* What to work on *
Convert the listing below into a Markdown table with the columns Row and Line, giving each line its own numbered row and omitting blank lines. Begin at the line that contains "Query: snowy hill" and continue through the last line of the listing.

* Data listing *
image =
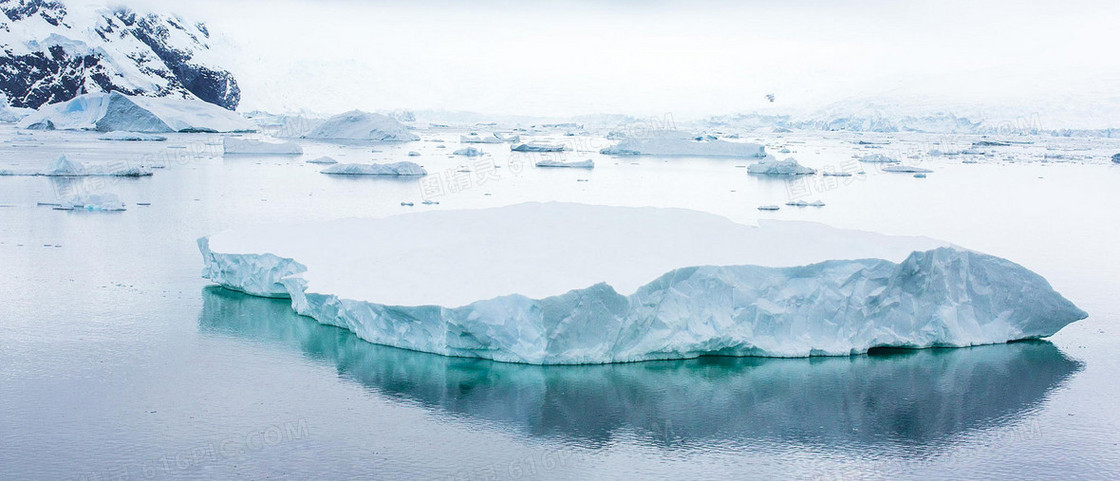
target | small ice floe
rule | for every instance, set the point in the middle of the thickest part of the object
(131, 137)
(990, 144)
(235, 146)
(103, 202)
(512, 138)
(533, 147)
(906, 169)
(401, 168)
(877, 158)
(805, 204)
(773, 166)
(679, 144)
(475, 138)
(469, 151)
(581, 164)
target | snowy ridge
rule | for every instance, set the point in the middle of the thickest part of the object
(941, 297)
(54, 51)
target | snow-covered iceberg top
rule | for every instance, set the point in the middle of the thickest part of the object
(115, 111)
(561, 164)
(362, 126)
(878, 158)
(535, 147)
(65, 167)
(99, 202)
(235, 146)
(906, 169)
(683, 144)
(772, 166)
(401, 168)
(131, 137)
(568, 284)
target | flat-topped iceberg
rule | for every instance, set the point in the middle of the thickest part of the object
(65, 167)
(401, 168)
(115, 111)
(561, 164)
(362, 126)
(772, 166)
(906, 169)
(568, 284)
(878, 158)
(683, 144)
(235, 146)
(131, 137)
(534, 147)
(99, 202)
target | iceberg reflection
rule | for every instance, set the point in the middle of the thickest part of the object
(902, 398)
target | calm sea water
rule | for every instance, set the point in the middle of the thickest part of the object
(118, 361)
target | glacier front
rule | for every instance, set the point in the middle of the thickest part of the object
(563, 284)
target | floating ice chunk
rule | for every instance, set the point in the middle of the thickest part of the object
(474, 138)
(683, 144)
(533, 147)
(132, 137)
(906, 169)
(235, 146)
(469, 151)
(65, 167)
(805, 204)
(363, 126)
(115, 111)
(772, 166)
(581, 164)
(102, 202)
(401, 168)
(877, 158)
(441, 281)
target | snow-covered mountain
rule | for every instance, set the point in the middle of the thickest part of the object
(53, 52)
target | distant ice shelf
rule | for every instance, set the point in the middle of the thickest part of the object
(569, 284)
(235, 146)
(401, 168)
(684, 145)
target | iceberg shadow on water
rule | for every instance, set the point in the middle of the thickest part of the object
(905, 400)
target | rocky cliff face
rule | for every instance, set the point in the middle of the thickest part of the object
(52, 53)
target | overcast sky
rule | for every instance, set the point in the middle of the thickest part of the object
(689, 58)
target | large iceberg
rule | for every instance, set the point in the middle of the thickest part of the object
(672, 142)
(400, 168)
(362, 126)
(66, 167)
(567, 284)
(115, 111)
(234, 146)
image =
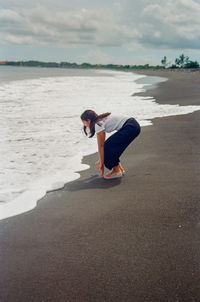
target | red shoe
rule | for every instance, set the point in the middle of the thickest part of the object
(112, 175)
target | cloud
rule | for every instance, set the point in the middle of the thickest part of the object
(147, 23)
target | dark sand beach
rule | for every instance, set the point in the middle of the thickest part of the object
(126, 240)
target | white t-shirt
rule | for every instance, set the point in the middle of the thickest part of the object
(111, 122)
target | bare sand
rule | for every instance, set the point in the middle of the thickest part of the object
(131, 239)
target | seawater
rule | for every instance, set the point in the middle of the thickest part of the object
(42, 142)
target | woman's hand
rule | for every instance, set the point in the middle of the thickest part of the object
(100, 167)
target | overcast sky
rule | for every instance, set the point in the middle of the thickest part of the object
(99, 31)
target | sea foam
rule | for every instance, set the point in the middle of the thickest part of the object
(42, 142)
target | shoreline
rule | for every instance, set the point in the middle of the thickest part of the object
(130, 239)
(18, 205)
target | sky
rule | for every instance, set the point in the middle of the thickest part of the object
(99, 31)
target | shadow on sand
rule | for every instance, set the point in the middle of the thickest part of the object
(92, 182)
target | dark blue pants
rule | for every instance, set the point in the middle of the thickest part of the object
(115, 145)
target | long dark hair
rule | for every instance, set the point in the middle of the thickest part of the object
(94, 118)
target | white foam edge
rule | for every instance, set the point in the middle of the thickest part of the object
(28, 200)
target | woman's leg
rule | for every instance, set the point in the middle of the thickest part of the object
(115, 145)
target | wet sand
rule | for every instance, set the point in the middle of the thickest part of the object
(131, 239)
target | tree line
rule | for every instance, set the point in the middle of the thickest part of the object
(181, 62)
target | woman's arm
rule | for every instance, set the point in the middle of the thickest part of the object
(101, 136)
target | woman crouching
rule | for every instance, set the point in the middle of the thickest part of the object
(110, 150)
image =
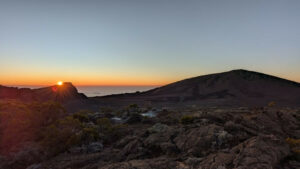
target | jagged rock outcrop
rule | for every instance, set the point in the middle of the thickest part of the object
(64, 93)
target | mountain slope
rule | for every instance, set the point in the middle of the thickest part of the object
(236, 87)
(66, 92)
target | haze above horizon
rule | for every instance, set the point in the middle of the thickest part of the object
(140, 42)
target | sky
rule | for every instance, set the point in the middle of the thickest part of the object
(145, 42)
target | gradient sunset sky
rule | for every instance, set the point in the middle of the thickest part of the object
(145, 42)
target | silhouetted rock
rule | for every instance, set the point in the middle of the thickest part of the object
(64, 93)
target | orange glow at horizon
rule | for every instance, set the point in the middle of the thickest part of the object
(59, 83)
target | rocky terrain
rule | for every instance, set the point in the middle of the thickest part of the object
(198, 123)
(198, 138)
(233, 88)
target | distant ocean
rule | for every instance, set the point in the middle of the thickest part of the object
(91, 91)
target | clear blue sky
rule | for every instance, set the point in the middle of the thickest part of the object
(145, 41)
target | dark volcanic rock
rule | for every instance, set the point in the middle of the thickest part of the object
(64, 93)
(233, 88)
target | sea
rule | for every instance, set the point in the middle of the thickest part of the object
(92, 91)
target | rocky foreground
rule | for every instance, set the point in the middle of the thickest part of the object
(240, 138)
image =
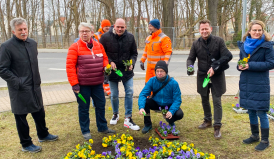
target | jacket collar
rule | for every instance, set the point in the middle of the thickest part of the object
(101, 31)
(210, 45)
(112, 31)
(155, 34)
(19, 40)
(266, 44)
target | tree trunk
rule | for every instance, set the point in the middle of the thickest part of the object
(212, 10)
(43, 25)
(8, 12)
(168, 18)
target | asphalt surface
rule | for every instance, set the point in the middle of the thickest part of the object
(52, 67)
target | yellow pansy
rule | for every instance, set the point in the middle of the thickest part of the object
(104, 145)
(184, 147)
(191, 145)
(124, 141)
(245, 59)
(122, 149)
(69, 154)
(108, 66)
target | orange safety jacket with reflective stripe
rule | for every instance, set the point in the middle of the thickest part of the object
(158, 47)
(98, 34)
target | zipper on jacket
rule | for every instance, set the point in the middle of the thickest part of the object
(91, 51)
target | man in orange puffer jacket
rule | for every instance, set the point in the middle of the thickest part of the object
(158, 47)
(105, 25)
(86, 61)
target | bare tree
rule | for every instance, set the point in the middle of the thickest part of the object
(212, 10)
(168, 17)
(43, 24)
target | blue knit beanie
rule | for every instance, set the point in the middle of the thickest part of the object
(155, 23)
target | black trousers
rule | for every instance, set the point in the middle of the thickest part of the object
(152, 105)
(23, 127)
(217, 103)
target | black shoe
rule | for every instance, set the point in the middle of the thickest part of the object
(255, 135)
(251, 139)
(264, 141)
(146, 129)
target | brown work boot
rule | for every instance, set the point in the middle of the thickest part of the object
(206, 124)
(217, 132)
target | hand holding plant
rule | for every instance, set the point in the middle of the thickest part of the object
(244, 61)
(127, 64)
(108, 69)
(164, 111)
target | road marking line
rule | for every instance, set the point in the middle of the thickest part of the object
(140, 73)
(57, 69)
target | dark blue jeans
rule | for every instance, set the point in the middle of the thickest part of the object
(97, 94)
(253, 117)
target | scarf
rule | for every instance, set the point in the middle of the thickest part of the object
(251, 44)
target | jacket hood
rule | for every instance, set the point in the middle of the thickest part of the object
(112, 31)
(266, 44)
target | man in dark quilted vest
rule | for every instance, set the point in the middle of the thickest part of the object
(86, 61)
(120, 46)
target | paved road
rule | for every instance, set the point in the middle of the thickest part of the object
(52, 67)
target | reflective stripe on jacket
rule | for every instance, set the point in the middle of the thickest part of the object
(98, 34)
(158, 47)
(87, 64)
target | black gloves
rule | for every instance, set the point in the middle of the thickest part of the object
(142, 65)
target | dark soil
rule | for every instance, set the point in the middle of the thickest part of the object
(141, 142)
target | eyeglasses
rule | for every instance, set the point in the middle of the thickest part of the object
(84, 31)
(160, 71)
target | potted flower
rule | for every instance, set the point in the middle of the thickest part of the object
(190, 69)
(127, 64)
(239, 109)
(270, 113)
(164, 111)
(167, 132)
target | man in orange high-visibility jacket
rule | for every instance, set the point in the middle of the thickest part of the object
(158, 47)
(105, 25)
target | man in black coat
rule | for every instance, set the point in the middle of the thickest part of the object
(213, 58)
(120, 47)
(19, 68)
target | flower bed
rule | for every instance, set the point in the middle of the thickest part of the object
(239, 109)
(124, 149)
(167, 132)
(270, 114)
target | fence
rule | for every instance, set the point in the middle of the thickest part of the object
(140, 33)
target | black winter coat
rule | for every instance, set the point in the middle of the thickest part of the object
(215, 55)
(19, 68)
(254, 82)
(119, 48)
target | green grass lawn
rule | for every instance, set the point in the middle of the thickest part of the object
(62, 120)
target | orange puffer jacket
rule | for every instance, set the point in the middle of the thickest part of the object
(158, 47)
(99, 34)
(85, 66)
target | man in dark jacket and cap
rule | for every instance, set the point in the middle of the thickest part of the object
(19, 68)
(213, 58)
(120, 47)
(167, 98)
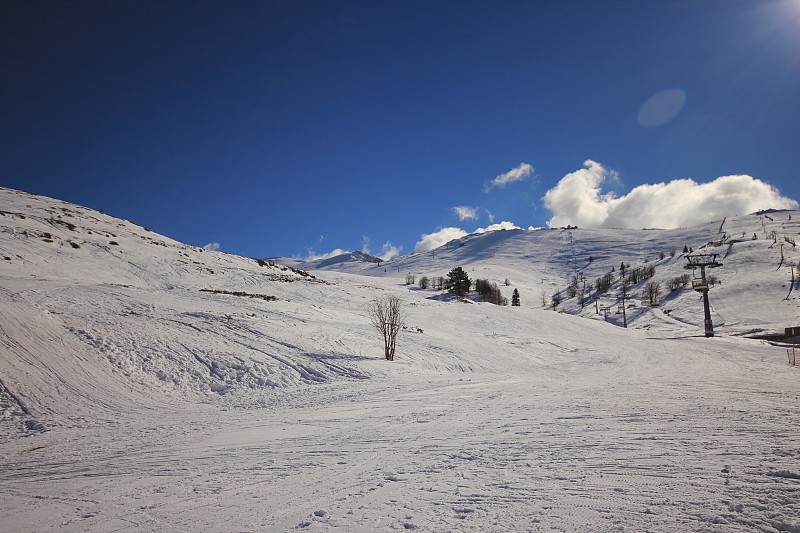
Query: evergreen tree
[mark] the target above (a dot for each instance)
(458, 282)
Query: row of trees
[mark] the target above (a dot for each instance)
(459, 284)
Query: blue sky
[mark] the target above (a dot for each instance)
(291, 127)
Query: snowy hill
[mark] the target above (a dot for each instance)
(150, 385)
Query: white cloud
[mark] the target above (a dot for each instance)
(515, 174)
(311, 255)
(495, 227)
(464, 212)
(431, 241)
(578, 200)
(390, 251)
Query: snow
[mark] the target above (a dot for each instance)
(132, 400)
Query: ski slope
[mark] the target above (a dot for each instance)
(149, 385)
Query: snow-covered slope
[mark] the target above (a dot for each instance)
(149, 385)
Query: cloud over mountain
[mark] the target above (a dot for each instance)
(464, 212)
(431, 241)
(578, 200)
(518, 173)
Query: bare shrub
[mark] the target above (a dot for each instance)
(387, 317)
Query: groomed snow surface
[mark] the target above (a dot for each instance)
(148, 385)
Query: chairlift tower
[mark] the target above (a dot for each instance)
(703, 261)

* Expected answer *
| Row | Line |
|---|---|
| 1 | Query: snowy hill |
| 2 | [mark] the target above (a dot for each instance) |
| 3 | (150, 385) |
| 4 | Query: white cloud |
| 5 | [mark] the target above (a dot for each instance) |
| 6 | (515, 174) |
| 7 | (311, 255) |
| 8 | (495, 227) |
| 9 | (464, 212) |
| 10 | (431, 241) |
| 11 | (578, 200) |
| 12 | (390, 251) |
| 13 | Query: snow |
| 14 | [mark] the target above (a dot for each instance) |
| 15 | (132, 400) |
| 16 | Query: ski slope |
| 17 | [mark] the target above (a dot for each instance) |
| 18 | (149, 385) |
| 19 | Query: snow-covered slope |
| 20 | [mark] the target above (a dot for each instance) |
| 21 | (149, 385) |
| 22 | Query: cloud over mountain |
| 23 | [mark] the target above (a dot for each instance) |
| 24 | (464, 212) |
| 25 | (431, 241) |
| 26 | (578, 200) |
| 27 | (518, 173) |
| 28 | Query: bare shrub |
| 29 | [mark] the target above (a dot for each instance) |
| 30 | (387, 317) |
| 31 | Query: groomed snow surface |
| 32 | [mark] the target above (a dot for each instance) |
| 33 | (148, 385) |
| 34 | Query: chairlift tower |
| 35 | [mark] the target above (a dot for each instance) |
| 36 | (703, 261) |